[Records supplied — start]

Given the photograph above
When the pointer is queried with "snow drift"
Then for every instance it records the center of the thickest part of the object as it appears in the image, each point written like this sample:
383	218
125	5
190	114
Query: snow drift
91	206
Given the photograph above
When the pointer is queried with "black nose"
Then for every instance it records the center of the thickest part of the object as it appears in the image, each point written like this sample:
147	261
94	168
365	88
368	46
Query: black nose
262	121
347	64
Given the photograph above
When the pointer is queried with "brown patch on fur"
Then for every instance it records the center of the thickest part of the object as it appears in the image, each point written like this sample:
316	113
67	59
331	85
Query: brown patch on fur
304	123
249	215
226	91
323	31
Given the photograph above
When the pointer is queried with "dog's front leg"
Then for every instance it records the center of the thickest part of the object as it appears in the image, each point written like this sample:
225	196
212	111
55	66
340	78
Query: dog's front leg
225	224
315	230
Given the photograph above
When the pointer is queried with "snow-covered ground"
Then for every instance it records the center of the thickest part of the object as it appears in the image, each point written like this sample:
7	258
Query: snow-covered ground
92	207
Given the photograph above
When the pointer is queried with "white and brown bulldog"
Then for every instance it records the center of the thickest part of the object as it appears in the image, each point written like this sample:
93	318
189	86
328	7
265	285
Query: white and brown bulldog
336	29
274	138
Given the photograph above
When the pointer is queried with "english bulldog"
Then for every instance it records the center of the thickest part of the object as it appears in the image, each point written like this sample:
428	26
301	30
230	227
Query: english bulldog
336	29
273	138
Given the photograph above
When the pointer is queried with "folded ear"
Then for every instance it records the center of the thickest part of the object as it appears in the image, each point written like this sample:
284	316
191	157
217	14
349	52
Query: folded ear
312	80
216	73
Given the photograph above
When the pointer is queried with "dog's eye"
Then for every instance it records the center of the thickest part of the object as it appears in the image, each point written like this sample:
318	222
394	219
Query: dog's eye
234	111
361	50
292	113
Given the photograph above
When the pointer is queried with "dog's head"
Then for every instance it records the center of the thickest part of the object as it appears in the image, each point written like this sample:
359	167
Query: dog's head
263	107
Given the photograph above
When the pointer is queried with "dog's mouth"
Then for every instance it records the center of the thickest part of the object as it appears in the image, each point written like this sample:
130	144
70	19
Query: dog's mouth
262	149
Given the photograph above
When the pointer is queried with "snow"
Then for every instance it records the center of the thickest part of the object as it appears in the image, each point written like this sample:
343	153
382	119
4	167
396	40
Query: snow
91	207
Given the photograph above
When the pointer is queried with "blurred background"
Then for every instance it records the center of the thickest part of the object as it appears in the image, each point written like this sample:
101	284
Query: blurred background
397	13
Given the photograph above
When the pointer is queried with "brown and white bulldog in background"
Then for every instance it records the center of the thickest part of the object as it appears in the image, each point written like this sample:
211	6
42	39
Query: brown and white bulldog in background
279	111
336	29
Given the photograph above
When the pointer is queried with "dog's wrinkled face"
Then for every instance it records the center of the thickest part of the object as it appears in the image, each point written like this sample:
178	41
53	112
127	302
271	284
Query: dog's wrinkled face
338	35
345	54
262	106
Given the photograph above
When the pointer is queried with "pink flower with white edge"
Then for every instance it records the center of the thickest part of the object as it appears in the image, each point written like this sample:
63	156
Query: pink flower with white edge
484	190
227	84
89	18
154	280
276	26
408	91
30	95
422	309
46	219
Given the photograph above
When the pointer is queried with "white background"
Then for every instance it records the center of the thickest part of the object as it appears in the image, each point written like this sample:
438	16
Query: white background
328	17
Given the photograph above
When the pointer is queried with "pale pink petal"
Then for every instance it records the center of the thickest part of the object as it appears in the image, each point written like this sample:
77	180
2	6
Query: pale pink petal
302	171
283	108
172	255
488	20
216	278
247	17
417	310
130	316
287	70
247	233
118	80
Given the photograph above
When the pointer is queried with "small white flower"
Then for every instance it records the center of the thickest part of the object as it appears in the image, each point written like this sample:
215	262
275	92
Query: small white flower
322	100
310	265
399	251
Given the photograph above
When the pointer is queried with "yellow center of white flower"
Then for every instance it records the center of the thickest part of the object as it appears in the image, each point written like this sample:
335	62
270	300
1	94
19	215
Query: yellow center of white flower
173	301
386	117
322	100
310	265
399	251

[Records supplied — finish]

Write out each entry once more, exactly as it was given.

Answer section:
Given the photograph above
When the pointer is queried with "snow drift"
Then for every instance it records the center of the thickest part of the object as it appears in the image, each point written like this sample:
383	218
125	5
190	114
Query: snow drift
91	206
Given the photograph above
When the pointer is queried with "black nose"
Then for every instance it records the center of the thickest part of the object as it appears in the image, each point written like this sample:
147	261
94	168
365	88
368	46
Query: black nose
262	121
347	64
Given the photograph above
When the pointer is queried with "brown patch on fur"
Then for every instance it records the center of the thickest part of the object as it appears in the image, each point written like this sample:
316	113
67	59
331	85
Query: brown patch on fur
304	123
249	215
226	91
323	31
Given the photograph above
When the pointer is queried with "dog's front leg"
Then for every instance it records the center of the thickest part of the object as it appears in the image, each point written like this sample:
225	196
212	111
55	66
340	78
Query: dog's front leg
225	224
315	230
Given the photograph above
When the pointer is queried with "snow-covered ground"
Then for every instance it records the center of the thickest part of the object as it appears in the image, each point written like this sample:
7	258
Query: snow-covered ground
92	207
Given the photograph above
When the pointer is queried with "white and brown bulldog"
Then for every instance it records the center of the thickest part of the object as it appears in the image, each point written like this sample:
93	318
189	86
328	7
265	285
Query: white and brown bulldog
336	29
274	138
Given the photograph above
When the pointer is queried with "english bulldog"
Then for every instance it records the center of the thickest part of the object as it appears in the image, each point written like this sample:
428	26
301	30
230	227
Query: english bulldog
336	29
273	138
Given the photograph above
When the pointer is queried with "folded ear"
Then for every instance it records the center of the thickest part of the object as it appears in the image, each point written like this sample:
284	316
191	157
217	14
349	52
Query: folded ear
312	80
216	73
Given the photograph above
When the pointer is queried with "dog's eye"
Then for every instance it records the center of the thickest part of the object as it appears in the image, each point written like this sample:
318	222
394	219
Query: dog's eye
234	111
361	50
292	113
Given the photograph above
When the pointer is queried with "dog's head"
Then for every instance it records the center of the thickest part of the object as it appears in the image, each point written like this sample:
359	167
Query: dog's head
263	107
Given the photograph above
When the pointer is queried with "dog's mouth"
Then for every instance it records the center of the thickest part of the object as it appears in the image, each point written like this sample:
130	144
70	19
Query: dog's mouth
262	149
Given the photograph above
When the pointer is queried with "snow"
Then for every instance it records the center of the thickest part of the object as it appears in the image, each point written like this sample:
343	153
382	119
4	167
396	40
Query: snow
91	207
Given the photograph above
When the pointer is queried with "blurred background"
Then for every instance it records the center of the thickest part of the object as it appears in the image, each point written like this sample:
101	284
Query: blurred background
397	13
Given the photograph above
When the pointer is queried with "brown and white bulldog in background"
Then for every instance it records the center of the thickest part of the object as it appears in the image, each point written like this sample:
211	6
42	39
Query: brown and white bulldog in background
279	111
336	29
Given the photograph above
When the pointer is queried with "dog's wrinkled face"
Then for every instance it records the center of the thickest part of the object as it appears in the image, each point written like this sample:
178	41
53	112
127	302
271	284
Query: dog's wrinkled face
338	35
345	54
262	106
Given the photograph above
When the pointer is queried with "pink flower with white edge"
Then for every instance it records the center of the thickest part of the object as it appears in the image, each point written like this sample:
63	156
Query: pink flower with white edge
484	190
227	84
89	18
154	280
276	26
408	91
30	95
422	309
46	219
Given the photograph above
When the pointer is queried with "white background"
Then for every instance it records the center of the thickest part of the object as it appears in the image, each point written like this sample:
438	16
Query: white background
328	17
Given the photograph above
When the pointer is queried with "pale pink petal"
Then for every instance it records the center of the thickest part of the object as it appears in the image, each point written like this sample:
77	180
2	6
Query: pale pink petal
302	171
283	108
172	255
488	20
216	278
247	17
417	310
130	316
287	70
247	233
118	80
Given the photograph above
When the pointer is queried with "small white flower"
Then for every instance it records the center of the thickest part of the object as it appears in the image, each point written like this sample:
215	262
275	92
Query: small white flower
322	100
310	265
399	251
Given the photograph above
When the pointer is queried with "yellow center of white flower"
Then for every instance it records the center of the thickest part of the object as it appears in the image, each point written like this sample:
335	62
270	300
1	94
19	215
Query: yellow center of white flower
173	301
386	117
322	100
310	265
399	251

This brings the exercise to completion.